Task requirements — Can you rewrite the records from the start through the line containing "[(101, 100)]", inclusive, changing every "concrete" to "cement" and keeping everything else unchanged?

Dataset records
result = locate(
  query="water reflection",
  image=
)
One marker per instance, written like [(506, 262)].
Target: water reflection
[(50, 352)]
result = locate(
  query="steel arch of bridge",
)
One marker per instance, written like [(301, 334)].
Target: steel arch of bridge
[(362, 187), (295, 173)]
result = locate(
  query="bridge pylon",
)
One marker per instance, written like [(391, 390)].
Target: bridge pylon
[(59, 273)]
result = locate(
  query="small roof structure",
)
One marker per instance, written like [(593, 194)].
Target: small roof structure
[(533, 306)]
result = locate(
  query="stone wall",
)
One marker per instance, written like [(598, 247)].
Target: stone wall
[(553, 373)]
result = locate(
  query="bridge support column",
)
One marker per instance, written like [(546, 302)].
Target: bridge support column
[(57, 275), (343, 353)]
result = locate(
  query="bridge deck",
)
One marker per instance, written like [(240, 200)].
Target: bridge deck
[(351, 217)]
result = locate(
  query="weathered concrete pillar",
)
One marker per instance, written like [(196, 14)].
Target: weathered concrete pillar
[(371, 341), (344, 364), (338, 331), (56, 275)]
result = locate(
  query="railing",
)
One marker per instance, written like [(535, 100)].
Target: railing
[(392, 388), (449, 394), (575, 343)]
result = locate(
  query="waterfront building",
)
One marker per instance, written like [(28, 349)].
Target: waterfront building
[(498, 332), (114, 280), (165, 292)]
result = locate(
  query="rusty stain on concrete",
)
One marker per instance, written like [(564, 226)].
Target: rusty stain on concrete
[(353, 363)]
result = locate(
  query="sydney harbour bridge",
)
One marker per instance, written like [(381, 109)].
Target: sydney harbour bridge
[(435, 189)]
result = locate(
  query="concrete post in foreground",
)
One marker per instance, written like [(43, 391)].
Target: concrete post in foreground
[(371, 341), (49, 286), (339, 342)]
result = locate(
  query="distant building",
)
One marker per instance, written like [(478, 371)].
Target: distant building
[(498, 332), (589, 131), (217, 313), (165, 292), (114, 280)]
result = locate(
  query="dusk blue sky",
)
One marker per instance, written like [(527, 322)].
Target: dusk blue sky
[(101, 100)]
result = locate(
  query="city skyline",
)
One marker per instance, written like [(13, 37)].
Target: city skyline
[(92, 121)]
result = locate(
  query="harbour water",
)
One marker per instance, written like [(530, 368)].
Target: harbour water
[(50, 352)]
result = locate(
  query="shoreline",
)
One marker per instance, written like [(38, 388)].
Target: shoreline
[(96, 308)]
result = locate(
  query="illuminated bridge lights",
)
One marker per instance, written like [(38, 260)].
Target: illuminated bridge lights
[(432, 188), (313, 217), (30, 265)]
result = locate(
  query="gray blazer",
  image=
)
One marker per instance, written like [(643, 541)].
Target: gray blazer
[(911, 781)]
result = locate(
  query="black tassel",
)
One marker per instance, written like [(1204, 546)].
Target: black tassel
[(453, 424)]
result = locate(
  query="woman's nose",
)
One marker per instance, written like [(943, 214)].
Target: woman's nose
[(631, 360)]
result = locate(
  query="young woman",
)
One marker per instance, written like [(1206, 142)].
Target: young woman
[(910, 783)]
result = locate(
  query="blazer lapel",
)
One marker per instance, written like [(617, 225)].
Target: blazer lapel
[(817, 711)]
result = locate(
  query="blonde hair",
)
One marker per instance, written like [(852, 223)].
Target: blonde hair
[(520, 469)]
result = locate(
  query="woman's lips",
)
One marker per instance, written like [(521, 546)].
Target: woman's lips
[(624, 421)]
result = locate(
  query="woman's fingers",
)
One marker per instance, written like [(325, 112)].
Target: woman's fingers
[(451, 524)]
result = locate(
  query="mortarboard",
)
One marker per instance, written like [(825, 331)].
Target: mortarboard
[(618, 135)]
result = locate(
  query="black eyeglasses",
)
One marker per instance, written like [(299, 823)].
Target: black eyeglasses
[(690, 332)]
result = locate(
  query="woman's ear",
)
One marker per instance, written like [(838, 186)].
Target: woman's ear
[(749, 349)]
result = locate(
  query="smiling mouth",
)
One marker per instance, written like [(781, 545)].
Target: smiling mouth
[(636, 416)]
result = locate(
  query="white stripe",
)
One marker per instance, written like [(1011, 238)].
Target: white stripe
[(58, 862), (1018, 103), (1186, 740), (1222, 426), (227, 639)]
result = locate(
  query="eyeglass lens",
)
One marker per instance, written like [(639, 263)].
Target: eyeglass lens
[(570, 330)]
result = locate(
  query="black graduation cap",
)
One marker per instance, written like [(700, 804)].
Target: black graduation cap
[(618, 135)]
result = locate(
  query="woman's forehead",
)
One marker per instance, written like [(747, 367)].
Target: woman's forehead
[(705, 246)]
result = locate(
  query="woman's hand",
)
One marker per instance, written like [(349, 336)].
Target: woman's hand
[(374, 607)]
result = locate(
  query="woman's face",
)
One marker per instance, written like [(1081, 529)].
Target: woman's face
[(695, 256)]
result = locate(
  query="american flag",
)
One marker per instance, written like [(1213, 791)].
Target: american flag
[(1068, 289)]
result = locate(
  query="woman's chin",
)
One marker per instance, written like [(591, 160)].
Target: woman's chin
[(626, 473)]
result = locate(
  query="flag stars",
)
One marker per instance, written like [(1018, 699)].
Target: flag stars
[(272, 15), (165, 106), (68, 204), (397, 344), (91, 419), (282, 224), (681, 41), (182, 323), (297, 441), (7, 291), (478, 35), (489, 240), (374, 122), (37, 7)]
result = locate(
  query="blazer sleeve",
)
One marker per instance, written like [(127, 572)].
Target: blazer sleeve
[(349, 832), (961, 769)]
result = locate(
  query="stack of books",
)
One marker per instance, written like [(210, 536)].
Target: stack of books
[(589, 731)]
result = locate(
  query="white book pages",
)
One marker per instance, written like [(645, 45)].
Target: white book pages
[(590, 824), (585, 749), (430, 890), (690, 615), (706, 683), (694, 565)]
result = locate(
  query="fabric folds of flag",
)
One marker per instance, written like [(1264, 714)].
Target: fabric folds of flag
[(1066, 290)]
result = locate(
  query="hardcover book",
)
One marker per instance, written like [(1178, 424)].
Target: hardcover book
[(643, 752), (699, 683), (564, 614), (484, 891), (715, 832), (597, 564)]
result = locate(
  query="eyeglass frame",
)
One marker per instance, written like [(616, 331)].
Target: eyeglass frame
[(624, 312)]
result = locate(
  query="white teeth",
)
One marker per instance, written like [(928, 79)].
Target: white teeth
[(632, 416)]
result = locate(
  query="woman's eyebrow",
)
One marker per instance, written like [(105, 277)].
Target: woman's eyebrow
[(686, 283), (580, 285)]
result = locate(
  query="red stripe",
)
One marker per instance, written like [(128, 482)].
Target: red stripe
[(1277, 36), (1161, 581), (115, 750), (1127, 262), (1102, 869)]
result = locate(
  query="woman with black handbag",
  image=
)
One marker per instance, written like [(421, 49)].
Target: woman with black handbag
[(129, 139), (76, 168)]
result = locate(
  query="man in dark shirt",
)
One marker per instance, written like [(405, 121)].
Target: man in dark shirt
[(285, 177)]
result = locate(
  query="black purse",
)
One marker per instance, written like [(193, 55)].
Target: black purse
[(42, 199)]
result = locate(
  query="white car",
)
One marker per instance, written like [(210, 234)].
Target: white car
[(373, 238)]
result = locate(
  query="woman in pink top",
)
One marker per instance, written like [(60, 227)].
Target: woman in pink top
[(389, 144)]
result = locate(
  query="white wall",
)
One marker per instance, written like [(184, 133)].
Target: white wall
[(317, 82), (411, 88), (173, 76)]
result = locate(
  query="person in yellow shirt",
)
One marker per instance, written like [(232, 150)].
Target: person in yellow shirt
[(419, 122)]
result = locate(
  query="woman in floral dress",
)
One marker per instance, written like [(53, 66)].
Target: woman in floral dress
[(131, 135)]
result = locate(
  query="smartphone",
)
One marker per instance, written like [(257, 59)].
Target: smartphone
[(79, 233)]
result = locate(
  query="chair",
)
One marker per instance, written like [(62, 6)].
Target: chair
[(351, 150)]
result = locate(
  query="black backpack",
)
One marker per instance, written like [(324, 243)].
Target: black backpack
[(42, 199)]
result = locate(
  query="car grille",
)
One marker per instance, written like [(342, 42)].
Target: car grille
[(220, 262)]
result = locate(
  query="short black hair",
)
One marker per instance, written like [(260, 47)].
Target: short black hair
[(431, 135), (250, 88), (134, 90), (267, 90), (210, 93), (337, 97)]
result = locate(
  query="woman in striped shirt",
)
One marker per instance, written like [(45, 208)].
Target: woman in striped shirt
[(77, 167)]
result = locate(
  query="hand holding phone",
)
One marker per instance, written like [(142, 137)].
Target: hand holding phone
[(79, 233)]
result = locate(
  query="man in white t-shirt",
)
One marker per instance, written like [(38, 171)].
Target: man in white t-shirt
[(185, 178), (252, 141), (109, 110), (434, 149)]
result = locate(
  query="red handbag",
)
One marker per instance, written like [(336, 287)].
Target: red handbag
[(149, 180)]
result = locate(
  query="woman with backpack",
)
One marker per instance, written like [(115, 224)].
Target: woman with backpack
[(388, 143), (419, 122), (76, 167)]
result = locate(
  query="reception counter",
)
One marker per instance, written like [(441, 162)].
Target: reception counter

Reply —
result = locate(
  query="water reflection",
  image=
)
One marker per instance, written like [(506, 262)].
Target: water reflection
[(50, 352)]
result = locate(
  query="steel arch of bridge",
)
One marker per instance, written like [(301, 334)].
Target: steel arch of bridge
[(362, 187), (295, 173)]
result = locate(
  query="bridge pylon",
)
One marker per instance, written like [(391, 390)].
Target: bridge pylon
[(59, 273)]
result = locate(
  query="small roof structure",
)
One marker per instance, written like [(593, 194)].
Target: small roof structure
[(533, 306)]
result = locate(
  query="stone wall",
)
One marker per instance, written like [(598, 247)].
Target: stone wall
[(553, 373)]
result = locate(
  query="bridge support column",
)
One marker per instance, written like [(546, 302)].
Target: bridge support column
[(57, 275), (343, 353)]
result = locate(
  query="bridge deck",
)
One marker per instance, written like [(240, 200)].
Target: bridge deck
[(351, 217)]
result = locate(
  query="weathered cement pillar",
)
One marker per instance, written like [(196, 14)].
Target: weathered cement pillar
[(371, 341), (344, 364), (338, 331), (56, 275)]
result = locate(
  query="railing",
)
One marker per instance, written like [(535, 100)].
Target: railing
[(392, 388), (449, 394), (575, 343)]
result = locate(
  query="waterfront building",
)
One marker per instance, written like [(28, 349)].
Target: waterfront building
[(498, 332), (114, 280), (165, 292)]
result = locate(
  query="rusty stain on cement",
)
One marker per instance, written like [(564, 226)].
Target: rusty stain on cement
[(353, 363)]
result = locate(
  query="sydney harbour bridge",
)
One marker per instance, written like [(381, 109)].
Target: sydney harbour bridge
[(435, 189)]
result = locate(
  query="cement post in foreground",
)
One marker per instance, written like [(43, 391)].
Target: cement post in foreground
[(371, 341), (49, 286), (339, 342)]
result = locate(
  query="distant building",
)
One marker per instance, written like [(478, 371)].
Target: distant building
[(498, 332), (589, 131), (217, 313), (165, 292), (114, 280)]
result = locate(
  query="dusk blue sky",
)
One marker per instance, written like [(527, 322)].
Target: dusk blue sky
[(101, 100)]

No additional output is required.